Acclaimed writer and academic Asif Farrukhi passes away at 60

Published June 1, 2020
Known for his short stories and essays, Dr Asif Farrukhi was a founder member of the Karachi Literature Festival and a professor of literature. — Photo by Hamza Cheema/Dawn.com
Known for his short stories and essays, Dr Asif Farrukhi was a founder member of the Karachi Literature Festival and a professor of literature. — Photo by Hamza Cheema/Dawn.com

Renowned fiction writer, literary critic and academic, Dr Asif Farrukhi, passed away at the age of 60 in Karachi on Monday.

Farrukhi, a diabetic patient, had been unwell for the past few days, people close to him said. The details of his funeral and burial were not immediately available.

A public health physician by training, Farrukhi was the professor of practice, Arzu Programme for Languages and Literature, and the director of the Arzu Centre for Regional Languages and Humanities at Habib University.

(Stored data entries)
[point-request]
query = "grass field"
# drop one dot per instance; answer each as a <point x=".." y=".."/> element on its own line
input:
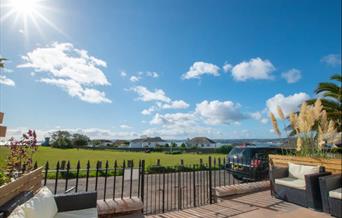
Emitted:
<point x="54" y="154"/>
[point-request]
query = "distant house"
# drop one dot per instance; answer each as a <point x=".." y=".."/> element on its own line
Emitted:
<point x="120" y="142"/>
<point x="201" y="142"/>
<point x="147" y="142"/>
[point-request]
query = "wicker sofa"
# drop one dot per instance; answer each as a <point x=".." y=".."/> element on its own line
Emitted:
<point x="331" y="193"/>
<point x="298" y="184"/>
<point x="46" y="205"/>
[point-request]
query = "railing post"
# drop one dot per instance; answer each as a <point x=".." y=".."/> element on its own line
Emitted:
<point x="105" y="185"/>
<point x="87" y="176"/>
<point x="194" y="184"/>
<point x="67" y="176"/>
<point x="210" y="182"/>
<point x="142" y="180"/>
<point x="56" y="179"/>
<point x="46" y="172"/>
<point x="77" y="174"/>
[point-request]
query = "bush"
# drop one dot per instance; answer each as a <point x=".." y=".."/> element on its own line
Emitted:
<point x="224" y="149"/>
<point x="173" y="152"/>
<point x="3" y="178"/>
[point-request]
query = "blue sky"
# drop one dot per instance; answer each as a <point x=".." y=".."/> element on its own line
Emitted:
<point x="176" y="69"/>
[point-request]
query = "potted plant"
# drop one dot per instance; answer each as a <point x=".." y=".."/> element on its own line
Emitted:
<point x="311" y="132"/>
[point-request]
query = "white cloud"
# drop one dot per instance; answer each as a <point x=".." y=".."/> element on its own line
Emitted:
<point x="123" y="74"/>
<point x="255" y="68"/>
<point x="149" y="111"/>
<point x="227" y="67"/>
<point x="292" y="76"/>
<point x="288" y="104"/>
<point x="147" y="95"/>
<point x="6" y="81"/>
<point x="259" y="116"/>
<point x="199" y="68"/>
<point x="93" y="133"/>
<point x="219" y="112"/>
<point x="178" y="104"/>
<point x="134" y="78"/>
<point x="71" y="69"/>
<point x="74" y="89"/>
<point x="175" y="118"/>
<point x="332" y="60"/>
<point x="152" y="74"/>
<point x="124" y="126"/>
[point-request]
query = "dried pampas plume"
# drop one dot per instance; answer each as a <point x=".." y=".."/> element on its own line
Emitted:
<point x="275" y="124"/>
<point x="280" y="113"/>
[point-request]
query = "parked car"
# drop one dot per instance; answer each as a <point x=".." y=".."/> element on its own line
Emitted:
<point x="250" y="162"/>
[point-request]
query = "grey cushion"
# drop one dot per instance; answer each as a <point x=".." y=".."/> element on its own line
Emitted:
<point x="291" y="182"/>
<point x="336" y="193"/>
<point x="85" y="213"/>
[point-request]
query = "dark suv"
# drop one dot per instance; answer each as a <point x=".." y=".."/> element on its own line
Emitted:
<point x="250" y="163"/>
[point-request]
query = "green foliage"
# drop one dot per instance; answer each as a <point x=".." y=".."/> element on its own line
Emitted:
<point x="224" y="149"/>
<point x="332" y="99"/>
<point x="61" y="139"/>
<point x="3" y="178"/>
<point x="174" y="152"/>
<point x="20" y="158"/>
<point x="79" y="140"/>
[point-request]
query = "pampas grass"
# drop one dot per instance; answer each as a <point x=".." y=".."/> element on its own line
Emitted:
<point x="312" y="127"/>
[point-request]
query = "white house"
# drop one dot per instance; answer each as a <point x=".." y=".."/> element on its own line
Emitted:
<point x="147" y="142"/>
<point x="201" y="142"/>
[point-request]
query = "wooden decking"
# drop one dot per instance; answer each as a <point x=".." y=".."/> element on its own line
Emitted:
<point x="255" y="205"/>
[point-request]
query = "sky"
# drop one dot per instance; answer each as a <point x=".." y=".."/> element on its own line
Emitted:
<point x="175" y="69"/>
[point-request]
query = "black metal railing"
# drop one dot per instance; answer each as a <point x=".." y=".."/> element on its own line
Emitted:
<point x="116" y="181"/>
<point x="161" y="188"/>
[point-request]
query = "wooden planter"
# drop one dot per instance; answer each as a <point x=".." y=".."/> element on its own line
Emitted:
<point x="27" y="182"/>
<point x="331" y="165"/>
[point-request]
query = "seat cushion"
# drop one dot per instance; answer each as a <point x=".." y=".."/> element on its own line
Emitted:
<point x="299" y="171"/>
<point x="86" y="213"/>
<point x="18" y="212"/>
<point x="291" y="182"/>
<point x="337" y="193"/>
<point x="42" y="205"/>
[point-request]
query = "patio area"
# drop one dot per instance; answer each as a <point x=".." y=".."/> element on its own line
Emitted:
<point x="255" y="205"/>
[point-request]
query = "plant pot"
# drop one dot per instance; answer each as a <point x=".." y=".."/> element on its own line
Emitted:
<point x="333" y="165"/>
<point x="27" y="182"/>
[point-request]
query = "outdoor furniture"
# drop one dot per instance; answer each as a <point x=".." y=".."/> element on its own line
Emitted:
<point x="298" y="184"/>
<point x="331" y="193"/>
<point x="45" y="204"/>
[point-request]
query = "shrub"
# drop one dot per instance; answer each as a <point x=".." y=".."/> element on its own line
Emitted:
<point x="174" y="152"/>
<point x="3" y="178"/>
<point x="224" y="149"/>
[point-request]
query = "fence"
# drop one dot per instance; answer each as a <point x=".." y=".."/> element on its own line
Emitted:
<point x="161" y="188"/>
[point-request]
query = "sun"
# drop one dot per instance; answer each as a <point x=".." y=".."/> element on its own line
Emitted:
<point x="24" y="7"/>
<point x="22" y="13"/>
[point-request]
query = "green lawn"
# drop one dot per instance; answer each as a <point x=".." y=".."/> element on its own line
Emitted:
<point x="54" y="154"/>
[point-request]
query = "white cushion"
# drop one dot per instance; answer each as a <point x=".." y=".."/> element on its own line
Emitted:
<point x="291" y="182"/>
<point x="86" y="213"/>
<point x="18" y="212"/>
<point x="298" y="171"/>
<point x="337" y="193"/>
<point x="42" y="205"/>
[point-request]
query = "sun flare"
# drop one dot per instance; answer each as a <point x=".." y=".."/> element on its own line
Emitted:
<point x="24" y="7"/>
<point x="25" y="13"/>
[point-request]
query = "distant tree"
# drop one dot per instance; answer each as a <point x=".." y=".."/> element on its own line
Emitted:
<point x="2" y="62"/>
<point x="331" y="97"/>
<point x="61" y="139"/>
<point x="79" y="140"/>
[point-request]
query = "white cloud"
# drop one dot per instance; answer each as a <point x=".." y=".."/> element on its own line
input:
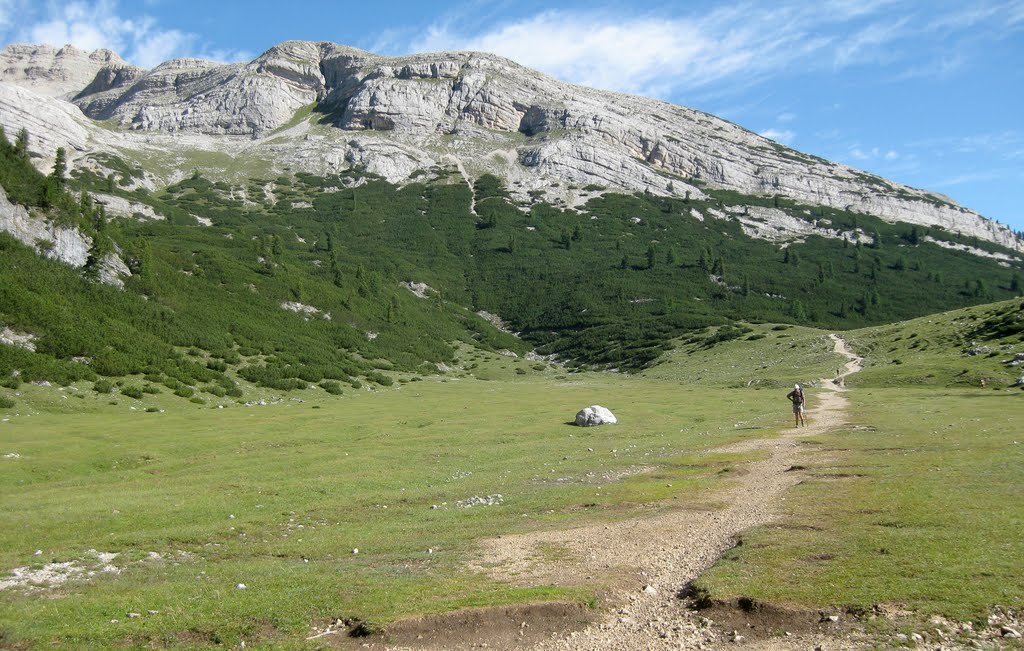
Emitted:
<point x="726" y="48"/>
<point x="90" y="25"/>
<point x="972" y="177"/>
<point x="785" y="136"/>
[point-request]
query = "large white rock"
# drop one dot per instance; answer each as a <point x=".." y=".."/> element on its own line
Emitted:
<point x="595" y="415"/>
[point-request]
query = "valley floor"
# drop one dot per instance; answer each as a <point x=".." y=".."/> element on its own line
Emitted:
<point x="655" y="558"/>
<point x="701" y="520"/>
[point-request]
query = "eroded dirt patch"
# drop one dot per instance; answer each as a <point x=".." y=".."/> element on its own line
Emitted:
<point x="506" y="627"/>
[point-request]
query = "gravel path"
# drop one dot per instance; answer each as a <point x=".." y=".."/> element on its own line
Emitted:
<point x="665" y="553"/>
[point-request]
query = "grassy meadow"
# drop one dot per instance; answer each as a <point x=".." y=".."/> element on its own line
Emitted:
<point x="916" y="503"/>
<point x="196" y="501"/>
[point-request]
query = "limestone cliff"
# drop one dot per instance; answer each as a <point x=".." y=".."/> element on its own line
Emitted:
<point x="323" y="107"/>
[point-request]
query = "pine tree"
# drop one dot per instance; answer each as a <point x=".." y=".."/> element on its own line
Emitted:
<point x="59" y="166"/>
<point x="22" y="143"/>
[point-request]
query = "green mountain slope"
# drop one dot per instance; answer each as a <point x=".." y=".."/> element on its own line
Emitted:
<point x="608" y="286"/>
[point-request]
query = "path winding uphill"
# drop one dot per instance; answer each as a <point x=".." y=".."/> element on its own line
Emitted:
<point x="673" y="550"/>
<point x="662" y="554"/>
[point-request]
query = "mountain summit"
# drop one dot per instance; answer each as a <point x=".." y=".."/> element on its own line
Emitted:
<point x="324" y="107"/>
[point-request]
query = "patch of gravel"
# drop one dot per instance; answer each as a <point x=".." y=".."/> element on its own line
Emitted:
<point x="57" y="573"/>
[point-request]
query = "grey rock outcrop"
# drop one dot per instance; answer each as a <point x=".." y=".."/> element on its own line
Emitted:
<point x="476" y="113"/>
<point x="65" y="245"/>
<point x="56" y="73"/>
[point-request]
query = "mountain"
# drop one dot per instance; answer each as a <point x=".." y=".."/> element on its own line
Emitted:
<point x="323" y="107"/>
<point x="323" y="216"/>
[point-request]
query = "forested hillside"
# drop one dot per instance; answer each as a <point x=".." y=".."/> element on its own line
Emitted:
<point x="299" y="279"/>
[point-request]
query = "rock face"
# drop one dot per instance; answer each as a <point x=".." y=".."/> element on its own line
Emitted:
<point x="595" y="415"/>
<point x="472" y="112"/>
<point x="56" y="73"/>
<point x="65" y="245"/>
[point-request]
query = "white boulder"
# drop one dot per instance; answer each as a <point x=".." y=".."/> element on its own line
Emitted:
<point x="595" y="415"/>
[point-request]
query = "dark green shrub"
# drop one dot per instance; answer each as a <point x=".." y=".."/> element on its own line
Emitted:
<point x="102" y="386"/>
<point x="380" y="378"/>
<point x="132" y="391"/>
<point x="331" y="387"/>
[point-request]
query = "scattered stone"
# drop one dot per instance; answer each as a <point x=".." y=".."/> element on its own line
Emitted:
<point x="477" y="501"/>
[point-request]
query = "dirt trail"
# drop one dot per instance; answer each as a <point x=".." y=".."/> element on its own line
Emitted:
<point x="655" y="557"/>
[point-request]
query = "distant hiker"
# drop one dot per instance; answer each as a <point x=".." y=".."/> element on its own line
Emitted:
<point x="797" y="397"/>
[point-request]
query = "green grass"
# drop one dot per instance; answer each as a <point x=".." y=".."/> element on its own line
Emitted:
<point x="916" y="504"/>
<point x="108" y="478"/>
<point x="768" y="356"/>
<point x="936" y="350"/>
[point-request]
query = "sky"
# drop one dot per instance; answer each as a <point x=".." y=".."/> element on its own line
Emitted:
<point x="925" y="92"/>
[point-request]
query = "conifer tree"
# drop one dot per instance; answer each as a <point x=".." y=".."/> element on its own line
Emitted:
<point x="22" y="143"/>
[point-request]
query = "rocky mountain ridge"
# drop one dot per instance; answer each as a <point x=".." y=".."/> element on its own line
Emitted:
<point x="324" y="107"/>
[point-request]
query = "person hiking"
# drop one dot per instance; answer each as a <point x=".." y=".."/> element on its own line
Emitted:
<point x="797" y="397"/>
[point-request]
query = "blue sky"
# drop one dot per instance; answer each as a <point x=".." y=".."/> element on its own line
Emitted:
<point x="929" y="93"/>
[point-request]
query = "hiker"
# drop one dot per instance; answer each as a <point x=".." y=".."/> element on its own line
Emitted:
<point x="797" y="397"/>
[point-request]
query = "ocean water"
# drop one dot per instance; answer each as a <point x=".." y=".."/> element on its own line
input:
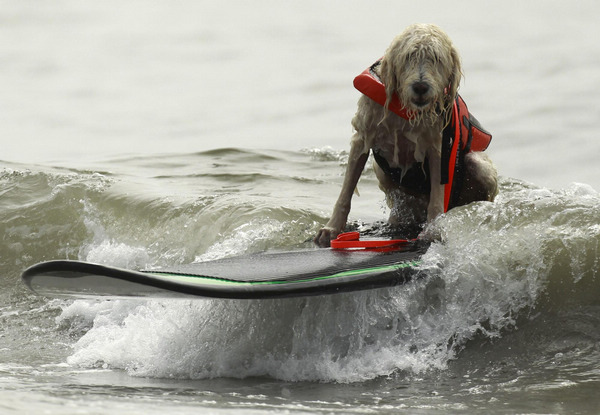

**What this task involves:** Write out the part of the news report on Asif Farrukhi that opens with the words "Renowned fiction writer, literary" and closes with "not immediately available.", substituting "sick" for "unwell". This listing was taken from a different source.

**Result of this exercise:**
Renowned fiction writer, literary critic and academic, Dr Asif Farrukhi, passed away at the age of 60 in Karachi on Monday.

Farrukhi, a diabetic patient, had been sick for the past few days, people close to him said. The details of his funeral and burial were not immediately available.